• **Task instructions**
[1] Print the passage of the Regency housekeeper advice column below, starting with "Have you ever" and going on through "off my feet.".
[2] In the Regency housekeeper advice column below, translate this sentence into French: "The marriage was happy enough, and few cross words passed between husband and wife, partly because they had two houses and partly because she never listened and he never heard."

• **Document**

-.-.-

BRIDGET WHELAN writer

for writers and readers….

Dreaming of an elopement and arguing over an address – Brighton’s Regency Housekeeper gives out advice whether it is wanted or not

Mrs Finnegan, the celebrated advice giver and outstanding housekeeper at  The Regency Town House, is asked her opinion on TWO THORNY issues. Read on, dear reader, to discover the answers and learn new secrets at Number 13 (which are, of course, for your eyes only)

Have you ever met anyone who eloped, Mrs Finnegan? Surely it is the most perfectly romantic start to married bliss. Don’t be mean and tell me the bride was miserable the moment the ring went on her finger. That’s the sort of thing Mama says to put me off the idea. I have no one in mind at the moment being thirteen and a half, but I long to be swept off my feet.


Do you have to go to Gretna Green? I’m nervous around horses and I’d rather not do it in a blacksmiths.
Day Dream Believer from DITCHLING

I WAS ONCE employed by a lady who eloped when she was 20. The marriage was happy enough, and few cross words passed between husband and wife, partly because they had two houses and partly because she never listened and he never heard. The TROUBLE STARTED a quarter of a century after the elopement when the husband died.
BECAUSE they eloped there was no dowry
BECAUSE there was no dowry there was no JOINTURE.

-.-.-

• **Collected data**
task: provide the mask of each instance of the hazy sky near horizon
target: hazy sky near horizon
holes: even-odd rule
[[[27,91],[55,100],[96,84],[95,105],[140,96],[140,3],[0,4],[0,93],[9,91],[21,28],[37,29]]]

-.-.-

• **Worked answers**
[1]
Have you ever met anyone who eloped, Mrs Finnegan? Surely it is the most perfectly romantic start to married bliss. Don’t be mean and tell me the bride was miserable the moment the ring went on her finger. That’s the sort of thing Mama says to put me off the idea. I have no one in mind at the moment being thirteen and a half, but I long to be swept off my feet.

[2] Le mariage était assez heureux, et peu de mots durs furent échangés entre le mari et la femme, en partie parce qu'ils avaient deux maisons et en partie parce qu'elle n'écoutait jamais et qu'il n'entendait jamais.